#### Records provided
* * * * *
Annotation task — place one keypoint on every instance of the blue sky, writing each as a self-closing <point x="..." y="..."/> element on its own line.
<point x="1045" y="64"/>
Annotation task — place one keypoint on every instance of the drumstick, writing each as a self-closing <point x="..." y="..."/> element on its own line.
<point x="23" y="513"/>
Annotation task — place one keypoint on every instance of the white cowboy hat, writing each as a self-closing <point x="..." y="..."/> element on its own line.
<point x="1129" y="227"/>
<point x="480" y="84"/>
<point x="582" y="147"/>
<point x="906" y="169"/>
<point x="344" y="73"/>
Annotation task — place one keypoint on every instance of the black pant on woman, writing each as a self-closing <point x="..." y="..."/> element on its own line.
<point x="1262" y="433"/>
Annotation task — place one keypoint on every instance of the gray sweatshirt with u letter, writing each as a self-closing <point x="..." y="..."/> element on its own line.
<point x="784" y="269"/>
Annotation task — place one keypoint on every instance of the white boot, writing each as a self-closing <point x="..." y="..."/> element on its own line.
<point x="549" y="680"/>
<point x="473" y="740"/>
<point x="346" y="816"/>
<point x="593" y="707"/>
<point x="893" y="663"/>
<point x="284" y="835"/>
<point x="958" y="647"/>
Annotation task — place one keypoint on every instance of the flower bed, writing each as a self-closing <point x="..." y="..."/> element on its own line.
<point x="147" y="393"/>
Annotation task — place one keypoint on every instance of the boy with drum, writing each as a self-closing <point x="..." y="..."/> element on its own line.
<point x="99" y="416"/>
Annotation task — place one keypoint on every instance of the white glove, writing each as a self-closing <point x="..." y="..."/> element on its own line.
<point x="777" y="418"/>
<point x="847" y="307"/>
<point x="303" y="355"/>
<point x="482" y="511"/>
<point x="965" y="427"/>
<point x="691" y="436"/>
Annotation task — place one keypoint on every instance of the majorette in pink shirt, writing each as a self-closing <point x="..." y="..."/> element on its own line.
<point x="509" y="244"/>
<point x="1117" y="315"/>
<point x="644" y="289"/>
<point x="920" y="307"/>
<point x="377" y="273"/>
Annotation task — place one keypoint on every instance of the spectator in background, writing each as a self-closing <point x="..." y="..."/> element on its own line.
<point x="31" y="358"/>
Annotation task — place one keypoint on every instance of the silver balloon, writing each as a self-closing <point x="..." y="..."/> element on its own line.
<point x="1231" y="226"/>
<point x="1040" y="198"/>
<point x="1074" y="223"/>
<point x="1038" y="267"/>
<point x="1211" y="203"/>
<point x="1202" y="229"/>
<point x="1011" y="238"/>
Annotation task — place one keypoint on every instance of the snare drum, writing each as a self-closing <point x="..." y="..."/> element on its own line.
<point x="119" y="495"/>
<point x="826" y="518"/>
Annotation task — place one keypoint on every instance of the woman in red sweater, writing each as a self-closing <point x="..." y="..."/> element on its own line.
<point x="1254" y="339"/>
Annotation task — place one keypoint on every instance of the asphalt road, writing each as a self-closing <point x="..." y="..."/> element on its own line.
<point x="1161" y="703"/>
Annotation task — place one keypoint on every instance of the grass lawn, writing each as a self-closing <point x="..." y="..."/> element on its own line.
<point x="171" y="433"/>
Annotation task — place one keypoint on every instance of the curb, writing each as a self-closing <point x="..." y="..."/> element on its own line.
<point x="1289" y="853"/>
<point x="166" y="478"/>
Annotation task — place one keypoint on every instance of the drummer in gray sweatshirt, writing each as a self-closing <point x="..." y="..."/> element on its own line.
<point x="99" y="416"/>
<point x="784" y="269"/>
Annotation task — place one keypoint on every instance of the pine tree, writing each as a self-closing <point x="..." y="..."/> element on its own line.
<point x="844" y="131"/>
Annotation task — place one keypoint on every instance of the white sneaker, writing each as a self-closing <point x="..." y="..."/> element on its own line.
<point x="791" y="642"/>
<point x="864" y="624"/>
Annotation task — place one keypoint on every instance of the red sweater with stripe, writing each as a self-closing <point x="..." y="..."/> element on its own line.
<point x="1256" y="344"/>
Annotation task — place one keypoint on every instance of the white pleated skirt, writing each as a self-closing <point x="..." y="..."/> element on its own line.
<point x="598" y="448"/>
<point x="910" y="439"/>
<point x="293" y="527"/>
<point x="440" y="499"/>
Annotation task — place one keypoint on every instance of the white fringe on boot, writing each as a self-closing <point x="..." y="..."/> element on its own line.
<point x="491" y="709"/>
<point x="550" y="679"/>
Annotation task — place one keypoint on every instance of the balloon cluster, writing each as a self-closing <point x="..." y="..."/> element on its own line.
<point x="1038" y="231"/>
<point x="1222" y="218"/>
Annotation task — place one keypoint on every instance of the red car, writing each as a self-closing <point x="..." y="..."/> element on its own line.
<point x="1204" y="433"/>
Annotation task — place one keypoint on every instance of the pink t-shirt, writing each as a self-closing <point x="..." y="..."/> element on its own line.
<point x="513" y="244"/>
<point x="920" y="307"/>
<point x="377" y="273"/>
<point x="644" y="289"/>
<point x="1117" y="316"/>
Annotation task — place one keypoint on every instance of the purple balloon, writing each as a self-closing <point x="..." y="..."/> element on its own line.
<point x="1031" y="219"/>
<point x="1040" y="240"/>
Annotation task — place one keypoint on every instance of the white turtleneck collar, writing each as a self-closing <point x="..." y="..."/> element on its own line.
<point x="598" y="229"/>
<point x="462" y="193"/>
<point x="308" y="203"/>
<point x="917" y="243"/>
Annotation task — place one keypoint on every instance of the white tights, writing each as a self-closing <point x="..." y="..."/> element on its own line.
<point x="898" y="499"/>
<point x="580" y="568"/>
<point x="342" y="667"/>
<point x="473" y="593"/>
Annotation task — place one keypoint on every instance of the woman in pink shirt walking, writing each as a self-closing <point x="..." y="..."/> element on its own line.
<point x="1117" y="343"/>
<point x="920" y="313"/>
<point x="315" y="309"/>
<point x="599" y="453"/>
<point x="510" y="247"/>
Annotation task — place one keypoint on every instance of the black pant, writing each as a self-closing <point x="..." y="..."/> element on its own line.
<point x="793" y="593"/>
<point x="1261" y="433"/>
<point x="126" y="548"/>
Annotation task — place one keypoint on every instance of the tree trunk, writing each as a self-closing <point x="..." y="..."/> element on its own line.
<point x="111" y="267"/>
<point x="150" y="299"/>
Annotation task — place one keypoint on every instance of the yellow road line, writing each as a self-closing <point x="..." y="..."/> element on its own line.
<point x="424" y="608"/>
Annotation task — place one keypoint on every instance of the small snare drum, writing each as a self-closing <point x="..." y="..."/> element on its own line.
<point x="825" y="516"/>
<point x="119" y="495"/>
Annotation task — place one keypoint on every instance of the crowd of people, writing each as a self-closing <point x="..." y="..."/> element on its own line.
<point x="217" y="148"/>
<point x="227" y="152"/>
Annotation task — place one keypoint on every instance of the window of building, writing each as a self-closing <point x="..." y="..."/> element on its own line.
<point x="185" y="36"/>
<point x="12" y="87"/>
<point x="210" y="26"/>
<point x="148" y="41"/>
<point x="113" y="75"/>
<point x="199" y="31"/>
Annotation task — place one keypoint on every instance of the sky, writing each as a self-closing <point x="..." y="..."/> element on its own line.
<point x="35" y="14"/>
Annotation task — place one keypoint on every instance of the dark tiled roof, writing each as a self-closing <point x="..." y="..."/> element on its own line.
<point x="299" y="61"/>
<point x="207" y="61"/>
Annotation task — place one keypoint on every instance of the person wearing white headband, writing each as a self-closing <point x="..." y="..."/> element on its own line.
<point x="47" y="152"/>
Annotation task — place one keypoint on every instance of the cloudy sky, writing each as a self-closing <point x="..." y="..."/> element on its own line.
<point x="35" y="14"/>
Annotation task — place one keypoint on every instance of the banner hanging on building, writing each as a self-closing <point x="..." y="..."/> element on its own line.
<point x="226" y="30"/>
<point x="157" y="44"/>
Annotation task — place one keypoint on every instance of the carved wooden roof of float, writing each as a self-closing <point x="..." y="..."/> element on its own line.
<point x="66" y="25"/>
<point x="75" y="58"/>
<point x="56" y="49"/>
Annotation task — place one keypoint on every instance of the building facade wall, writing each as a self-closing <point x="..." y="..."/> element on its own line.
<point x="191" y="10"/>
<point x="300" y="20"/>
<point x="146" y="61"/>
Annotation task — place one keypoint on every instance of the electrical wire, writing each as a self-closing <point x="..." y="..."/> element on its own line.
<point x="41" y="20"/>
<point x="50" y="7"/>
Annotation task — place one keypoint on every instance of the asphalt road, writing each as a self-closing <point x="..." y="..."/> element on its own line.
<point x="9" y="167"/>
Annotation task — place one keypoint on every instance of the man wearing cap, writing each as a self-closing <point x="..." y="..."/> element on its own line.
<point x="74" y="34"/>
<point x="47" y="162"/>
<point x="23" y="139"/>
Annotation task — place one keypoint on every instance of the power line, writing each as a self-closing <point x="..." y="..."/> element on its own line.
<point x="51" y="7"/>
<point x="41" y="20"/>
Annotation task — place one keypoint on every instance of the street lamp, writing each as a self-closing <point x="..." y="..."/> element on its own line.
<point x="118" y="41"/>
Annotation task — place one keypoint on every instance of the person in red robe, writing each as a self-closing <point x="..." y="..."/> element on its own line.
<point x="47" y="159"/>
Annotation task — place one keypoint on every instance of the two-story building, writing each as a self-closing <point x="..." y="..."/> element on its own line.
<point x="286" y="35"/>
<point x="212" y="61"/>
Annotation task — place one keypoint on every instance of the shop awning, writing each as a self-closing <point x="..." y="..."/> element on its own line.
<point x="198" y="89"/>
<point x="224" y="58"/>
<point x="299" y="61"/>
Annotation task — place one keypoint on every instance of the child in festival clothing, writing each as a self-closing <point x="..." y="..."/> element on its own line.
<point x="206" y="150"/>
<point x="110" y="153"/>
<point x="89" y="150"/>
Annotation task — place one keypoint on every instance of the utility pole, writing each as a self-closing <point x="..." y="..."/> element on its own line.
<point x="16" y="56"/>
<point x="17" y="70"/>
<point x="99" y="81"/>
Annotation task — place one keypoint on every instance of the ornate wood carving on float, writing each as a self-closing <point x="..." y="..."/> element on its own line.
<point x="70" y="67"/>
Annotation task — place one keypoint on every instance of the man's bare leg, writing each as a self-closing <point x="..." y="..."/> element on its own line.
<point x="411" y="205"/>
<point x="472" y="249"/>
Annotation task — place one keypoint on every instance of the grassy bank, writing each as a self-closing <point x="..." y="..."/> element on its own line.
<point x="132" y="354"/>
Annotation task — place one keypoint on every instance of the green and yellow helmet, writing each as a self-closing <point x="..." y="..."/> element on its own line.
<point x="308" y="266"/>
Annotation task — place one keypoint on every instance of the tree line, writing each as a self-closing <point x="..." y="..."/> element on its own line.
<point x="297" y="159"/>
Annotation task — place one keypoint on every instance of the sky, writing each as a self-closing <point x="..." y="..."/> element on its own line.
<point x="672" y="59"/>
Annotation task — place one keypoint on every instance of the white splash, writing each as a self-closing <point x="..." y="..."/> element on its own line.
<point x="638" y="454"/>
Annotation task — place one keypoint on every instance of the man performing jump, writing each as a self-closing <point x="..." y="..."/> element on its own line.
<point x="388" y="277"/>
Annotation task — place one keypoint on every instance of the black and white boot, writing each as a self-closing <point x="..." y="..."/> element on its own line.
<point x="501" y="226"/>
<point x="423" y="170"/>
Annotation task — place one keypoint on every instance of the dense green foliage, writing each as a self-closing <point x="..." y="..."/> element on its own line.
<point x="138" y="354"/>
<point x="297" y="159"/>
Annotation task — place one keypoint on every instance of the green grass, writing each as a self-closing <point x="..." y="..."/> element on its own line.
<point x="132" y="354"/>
* * * * *
#### Prompt
Would you transcribe, unchanged, every line of the material from the one containing "of the dense" to the very end, including both, and nothing else?

#### Exercise result
Annotation task — place one keypoint on every instance of the dense green foliage, writing each as a self-closing <point x="..." y="..."/> element on its own line.
<point x="138" y="354"/>
<point x="297" y="159"/>
Annotation task — place one keypoint on every instance of the green grass, writing each as a self-closing <point x="..." y="..."/> element on its own line.
<point x="132" y="354"/>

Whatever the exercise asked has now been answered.